**Exercise details:**
Every entry should be reproduced precisely, with each picture left out.

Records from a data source
#####
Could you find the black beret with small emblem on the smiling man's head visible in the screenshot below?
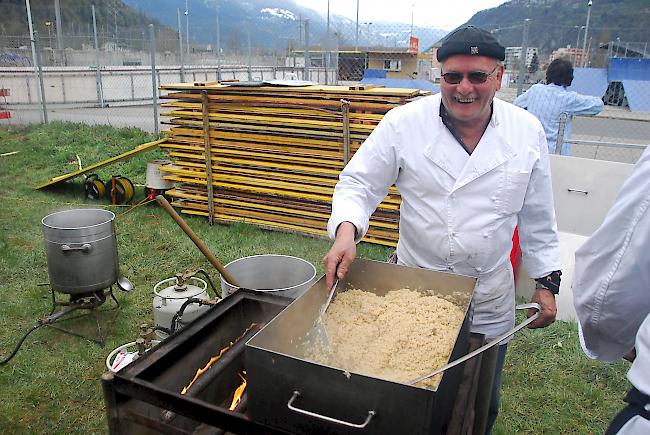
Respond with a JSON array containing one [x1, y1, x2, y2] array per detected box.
[[436, 26, 506, 62]]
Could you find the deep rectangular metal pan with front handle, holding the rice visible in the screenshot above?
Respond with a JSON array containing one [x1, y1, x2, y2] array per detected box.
[[246, 259, 476, 434]]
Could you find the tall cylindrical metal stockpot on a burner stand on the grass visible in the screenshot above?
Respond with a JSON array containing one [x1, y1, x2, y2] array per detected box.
[[41, 208, 118, 294]]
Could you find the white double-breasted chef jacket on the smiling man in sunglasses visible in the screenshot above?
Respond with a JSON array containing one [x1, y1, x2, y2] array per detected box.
[[328, 94, 560, 337]]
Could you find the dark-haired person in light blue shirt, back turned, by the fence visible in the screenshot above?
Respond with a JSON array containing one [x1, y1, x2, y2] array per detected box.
[[514, 59, 604, 156]]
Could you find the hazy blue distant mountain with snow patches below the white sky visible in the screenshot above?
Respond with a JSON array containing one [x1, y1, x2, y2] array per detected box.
[[124, 0, 446, 51]]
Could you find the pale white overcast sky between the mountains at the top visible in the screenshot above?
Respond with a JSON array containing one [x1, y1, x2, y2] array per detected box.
[[295, 0, 507, 30]]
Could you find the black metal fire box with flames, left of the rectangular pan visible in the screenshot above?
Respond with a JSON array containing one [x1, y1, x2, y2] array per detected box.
[[102, 290, 291, 435]]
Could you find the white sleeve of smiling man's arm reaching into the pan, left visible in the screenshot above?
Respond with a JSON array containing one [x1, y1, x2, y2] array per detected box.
[[327, 112, 399, 242]]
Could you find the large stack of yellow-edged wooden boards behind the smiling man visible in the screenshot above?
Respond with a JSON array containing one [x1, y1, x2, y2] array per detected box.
[[161, 83, 426, 246]]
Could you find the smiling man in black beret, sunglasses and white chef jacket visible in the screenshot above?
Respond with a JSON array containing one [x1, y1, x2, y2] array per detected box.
[[323, 26, 561, 433]]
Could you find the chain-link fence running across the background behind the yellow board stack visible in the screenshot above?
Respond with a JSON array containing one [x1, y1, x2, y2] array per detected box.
[[0, 5, 650, 163]]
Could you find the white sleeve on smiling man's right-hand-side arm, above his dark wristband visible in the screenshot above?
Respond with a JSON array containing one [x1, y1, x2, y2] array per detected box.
[[518, 125, 562, 278]]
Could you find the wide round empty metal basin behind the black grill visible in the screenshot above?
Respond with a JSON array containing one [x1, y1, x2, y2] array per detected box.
[[221, 254, 316, 299]]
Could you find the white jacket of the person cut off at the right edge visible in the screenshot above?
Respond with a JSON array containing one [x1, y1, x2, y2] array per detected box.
[[573, 148, 650, 433]]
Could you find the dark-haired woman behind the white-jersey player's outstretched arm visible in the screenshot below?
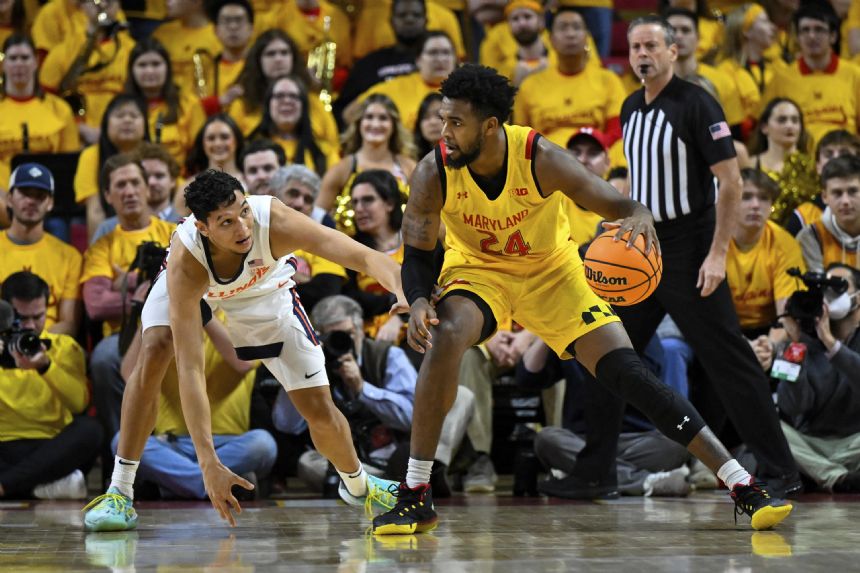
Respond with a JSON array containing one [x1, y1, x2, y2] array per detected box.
[[344, 169, 405, 344]]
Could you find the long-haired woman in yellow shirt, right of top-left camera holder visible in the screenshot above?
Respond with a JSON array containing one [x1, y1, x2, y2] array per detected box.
[[125, 38, 206, 170]]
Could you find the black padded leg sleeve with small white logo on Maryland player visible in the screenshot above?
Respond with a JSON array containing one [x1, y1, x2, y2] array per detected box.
[[595, 348, 705, 447]]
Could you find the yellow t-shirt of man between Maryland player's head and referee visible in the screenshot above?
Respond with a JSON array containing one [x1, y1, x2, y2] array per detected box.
[[514, 66, 627, 147]]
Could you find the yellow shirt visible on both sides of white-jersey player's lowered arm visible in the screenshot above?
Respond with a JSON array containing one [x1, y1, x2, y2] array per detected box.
[[155, 328, 256, 436]]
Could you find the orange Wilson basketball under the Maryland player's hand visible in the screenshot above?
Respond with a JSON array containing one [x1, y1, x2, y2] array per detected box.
[[583, 229, 663, 306]]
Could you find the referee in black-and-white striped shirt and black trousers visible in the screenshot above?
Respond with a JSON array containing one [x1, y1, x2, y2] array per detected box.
[[571, 16, 802, 497]]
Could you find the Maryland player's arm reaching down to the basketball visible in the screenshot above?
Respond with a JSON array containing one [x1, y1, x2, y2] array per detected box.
[[535, 137, 660, 252]]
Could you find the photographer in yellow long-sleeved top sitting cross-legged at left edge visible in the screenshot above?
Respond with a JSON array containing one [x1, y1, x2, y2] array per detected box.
[[0, 272, 102, 499]]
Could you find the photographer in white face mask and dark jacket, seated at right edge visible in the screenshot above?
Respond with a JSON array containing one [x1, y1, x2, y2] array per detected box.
[[775, 263, 860, 492]]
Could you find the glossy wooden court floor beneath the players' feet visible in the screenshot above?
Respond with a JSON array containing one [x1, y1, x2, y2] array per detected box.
[[0, 493, 860, 573]]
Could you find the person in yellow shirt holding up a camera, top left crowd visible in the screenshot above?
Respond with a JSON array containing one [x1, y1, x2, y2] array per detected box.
[[39, 0, 134, 144]]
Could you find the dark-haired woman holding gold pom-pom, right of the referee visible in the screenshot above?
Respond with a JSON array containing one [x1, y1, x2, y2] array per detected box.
[[750, 98, 818, 224]]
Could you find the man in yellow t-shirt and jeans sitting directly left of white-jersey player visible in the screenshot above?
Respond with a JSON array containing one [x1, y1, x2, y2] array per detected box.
[[81, 154, 174, 436]]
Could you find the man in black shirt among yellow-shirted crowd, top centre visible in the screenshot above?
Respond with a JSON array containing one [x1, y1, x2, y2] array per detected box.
[[334, 0, 427, 123]]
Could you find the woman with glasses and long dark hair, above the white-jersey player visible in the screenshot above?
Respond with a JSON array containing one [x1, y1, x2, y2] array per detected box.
[[248, 76, 339, 177]]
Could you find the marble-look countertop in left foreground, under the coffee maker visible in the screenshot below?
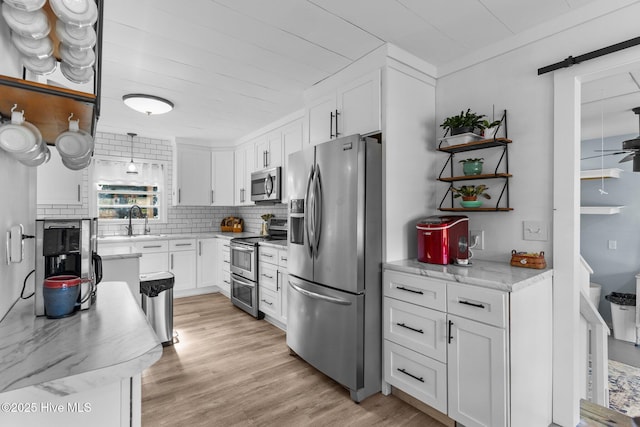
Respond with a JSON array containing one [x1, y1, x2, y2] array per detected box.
[[0, 282, 162, 396]]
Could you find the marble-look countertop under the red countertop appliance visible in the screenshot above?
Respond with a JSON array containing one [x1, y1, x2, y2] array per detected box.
[[384, 258, 553, 292]]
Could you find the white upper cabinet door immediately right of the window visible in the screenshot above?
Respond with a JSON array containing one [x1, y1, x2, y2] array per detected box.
[[174, 147, 211, 206]]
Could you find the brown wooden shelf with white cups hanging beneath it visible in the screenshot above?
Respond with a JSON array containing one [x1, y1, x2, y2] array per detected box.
[[0, 75, 96, 145]]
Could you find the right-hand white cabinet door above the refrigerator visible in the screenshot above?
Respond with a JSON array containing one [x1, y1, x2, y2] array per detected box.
[[338, 70, 382, 136]]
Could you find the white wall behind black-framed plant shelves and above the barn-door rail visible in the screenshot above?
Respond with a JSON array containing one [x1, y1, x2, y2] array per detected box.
[[436, 3, 640, 261]]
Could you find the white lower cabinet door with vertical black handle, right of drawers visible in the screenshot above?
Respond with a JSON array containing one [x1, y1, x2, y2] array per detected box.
[[447, 315, 508, 427]]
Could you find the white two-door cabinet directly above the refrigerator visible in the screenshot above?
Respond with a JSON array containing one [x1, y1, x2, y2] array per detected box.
[[305, 69, 382, 145]]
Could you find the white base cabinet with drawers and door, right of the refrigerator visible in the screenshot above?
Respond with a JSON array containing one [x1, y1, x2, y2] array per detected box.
[[383, 270, 552, 427]]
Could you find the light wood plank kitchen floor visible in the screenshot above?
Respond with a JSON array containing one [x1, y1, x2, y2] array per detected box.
[[142, 294, 443, 427]]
#####
**Written response:**
Could you find the black beret with small emblem on the smiling man's head visible in the screenshot below?
Respond with a JSON array containing one [x1, y1, x2, y2] array per detected box.
[[436, 26, 506, 62]]
Could you find the deep rectangular metal pan with front handle, holding the rice visible in the screenshot above?
Respond with a JSON array containing one [x1, y1, x2, y2] array per detected box.
[[246, 259, 476, 434]]
Could you find the tall cylindrical metal stockpot on a burner stand on the grass visible in the screenshot above?
Respond with a JSON array containing one [x1, y1, x2, y2] array per detected box.
[[41, 208, 118, 294]]
Could you find the white double-breasted chef jacket on the smiling man in sunglasses visible in the screenshot above?
Respond with a JSON array containing one [x1, y1, x2, y2] array per detected box.
[[328, 94, 560, 337]]
Could you find the dark-haired person in light blue shirt, back turned, by the fence visible in the screenshot above?
Respond with a JSON array containing one [x1, y1, x2, y2] array per detected box.
[[514, 59, 604, 156]]
Could you find the hazy blue distant mountain with snow patches below the white sky visible in the screenshot above?
Respond with a JSON array containing one [x1, y1, x2, y2] array per detected box.
[[124, 0, 446, 51]]
Could you find the pale white overcast sky between the mountains at the top visible in the screenshot above?
Respond with a JSON array containing one [x1, y1, x2, y2] array per detected box.
[[295, 0, 507, 30]]
Could you find the black metal fire box with flames, left of the rectangular pan visible in the screenshot above?
Respond with a JSON array containing one [x1, y1, x2, y2] array per detected box.
[[102, 290, 291, 435]]
Could you find the white sleeve of smiling man's arm reaching into the pan, left visible in the screenshot above?
Respond with a JSON array containing one [x1, y1, x2, y2] array per detected box.
[[327, 112, 399, 242]]
Could you find the large stack of yellow-edged wooden boards behind the smiling man visible in the screenshot above?
Respond with a JSON array containing one [x1, y1, x2, y2] array per detected box.
[[161, 83, 426, 246]]
Could you find the smiling man in black beret, sunglasses and white chef jacket visible in the screenshot above?
Respond with a JSON array containing one [x1, y1, x2, y2] array per detected box.
[[323, 26, 561, 433]]
Could you find the chain-link fence running across the background behind the yellow board stack visible in the screenshot above?
Respond with a JSON array containing one [x1, y1, x2, y2] array per detected box.
[[0, 5, 650, 163]]
Could you find the white sleeve on smiling man's right-hand-side arm, above his dark wristband visible in the screenshot above?
Respond with a JSON array containing one [x1, y1, x2, y2] array per detected box.
[[518, 125, 562, 278]]
Could you find the wide round empty metal basin behind the black grill visible in the screenshot above?
Respond with a JSON array containing one [x1, y1, x2, y2] array per detected box.
[[221, 254, 316, 299]]
Could you find the white jacket of the person cut off at the right edge visible in the screenshot above?
Respond with a JSON array containing one [x1, y1, x2, y2] array per detected box.
[[573, 148, 650, 433]]
Could you find the dark-haired woman behind the white-jersey player's outstretched arm visible in the screenshot below?
Respond with a JSON array containing one [x1, y1, x2, y2] array per detected box.
[[344, 169, 405, 344]]
Could you find the long-haired woman in yellow shirt, right of top-left camera holder visible in the screenshot above?
Respond with a JSON array containing one [x1, y1, x2, y2] array per detected box.
[[125, 38, 206, 170]]
Could you find the black padded leg sleeve with small white logo on Maryland player visible in the screenshot above?
Respond with a JSON array containing one [x1, y1, x2, y2] array per detected box.
[[595, 348, 705, 447]]
Could you find the yellow t-shirt of man between Maryland player's head and referee visible in the screenshot above?
Respond with a JSON array containing one [x1, y1, x2, y2] array per detected box.
[[514, 66, 627, 147]]
Could you find the yellow shirt visible on both sides of white-jersey player's lowered arm visible in the screenshot above?
Respond with a JSON array containing one [x1, y1, x2, y2] array per detected box.
[[155, 328, 256, 436]]
Could you find the orange Wilson basketball under the Maryland player's hand visible in the screenshot above?
Respond with a JSON array containing one [x1, y1, x2, y2] array per detected box.
[[583, 229, 663, 306]]
Could you find the referee in black-and-white striped shirt and black trousers visible in the screenshot above?
Respond with a JSON array containing one [x1, y1, x2, y2] array per detected box.
[[571, 16, 802, 497]]
Could you find the Maryland player's arm reaching down to the basketball visible in the screenshot above?
Respond with a JSON array containing one [x1, y1, x2, y2] array per detected box.
[[535, 137, 660, 252]]
Could you find the photographer in yellow long-sleeved top sitting cross-legged at left edge visible in the screenshot above?
Respond with a JSON array containing one [x1, y1, x2, y2] array per detected box.
[[0, 272, 102, 499]]
Could you find the photographer in white face mask and dark jacket, seated at right edge visible in the screenshot above?
Respond with a JSON array containing one [x1, y1, x2, y2] array per detected box.
[[775, 263, 860, 492]]
Could you find the glossy wooden court floor beneath the players' feet visible in the screenshot above?
Respond with a JSON array containing one [x1, y1, x2, y2] array per detected box.
[[0, 493, 860, 573]]
Could you find the person in yellow shirt holding up a camera, top left crowd visible in the screenshot above?
Respond with a JSON array containing one [x1, y1, x2, y2] array per detected box.
[[39, 0, 134, 144]]
Could you find the dark-haired woman holding gold pom-pom, right of the referee visible in the screenshot above?
Respond with a JSON array containing one [x1, y1, x2, y2] array per detected box.
[[750, 98, 818, 224]]
Could you find the man in yellow t-shirt and jeans sitting directly left of white-jersey player visible in the screenshot above?
Respond with a JSON array containing one [x1, y1, x2, y2] array per detected box.
[[81, 154, 174, 436]]
Could you find the man in black shirt among yellow-shirted crowd, top centre visible in the screenshot above?
Respond with a JSON array containing one [x1, y1, x2, y2] array per detected box.
[[334, 0, 427, 123]]
Could you find the woman with glasses and long dark hair, above the white-jersey player visible in the screenshot above?
Respond with a JSON array containing one [x1, y1, x2, y2] array per detected box.
[[248, 76, 339, 177]]
Could you find the marble-look countertop in left foreground, under the coffee maker visible in the screenshot below?
Respond with a JSON array containing one [x1, y1, x2, y2] array per detected box.
[[0, 282, 162, 396]]
Could you find the marble-look countertop under the red countertop appliance visible in the screenshot above?
Respond with a JSON array containing one [x1, y1, x2, y2] array per detected box.
[[384, 258, 553, 292]]
Could you find the white upper cabinet door immediately right of the window visible in the screenshot above?
Respond with a JSON array containing one [x1, y1, x2, y2] array per detected box.
[[174, 147, 211, 206]]
Could you find the brown wooden shelf with white cups hanging beneath it visible in the screenshot above?
Respond with a JSON array containing one [x1, y1, x2, y2] array per detected box.
[[0, 75, 96, 145]]
Could you find the right-hand white cabinet door above the refrigerator visible in the screenshot above?
Respond with a JSON array containing one [x1, y1, x2, y2] array per detected box.
[[338, 70, 382, 136]]
Could you find the white wall behind black-framed plant shelves and above the barn-door rail visible in the screenshot above?
Respond with a JSON array containing one [x1, y1, x2, y2] array per detected box.
[[436, 3, 640, 261]]
Could you find the white lower cabinet door with vertical black handle, right of drawers visible in the screenshot above?
Respond with a JSON array containing one [x1, y1, x2, y2] array per detected box.
[[447, 315, 508, 427]]
Could you find the white two-door cabinet directly above the refrigerator visible in the screenshot above?
Respond with a JSON array containing one [x1, y1, x2, y2] array per detected box.
[[305, 69, 382, 145]]
Could you find the white base cabinet with drawers and door, right of the refrigerator visible in the screenshot above?
Respond with a JSON array containing one [x1, y1, x2, y2] array per detected box.
[[383, 270, 552, 427]]
Could you find the light wood plank kitchen floor visible in the screenshot above?
Respond with a JSON array containing one [x1, y1, x2, y2] array per detected box.
[[142, 294, 443, 427]]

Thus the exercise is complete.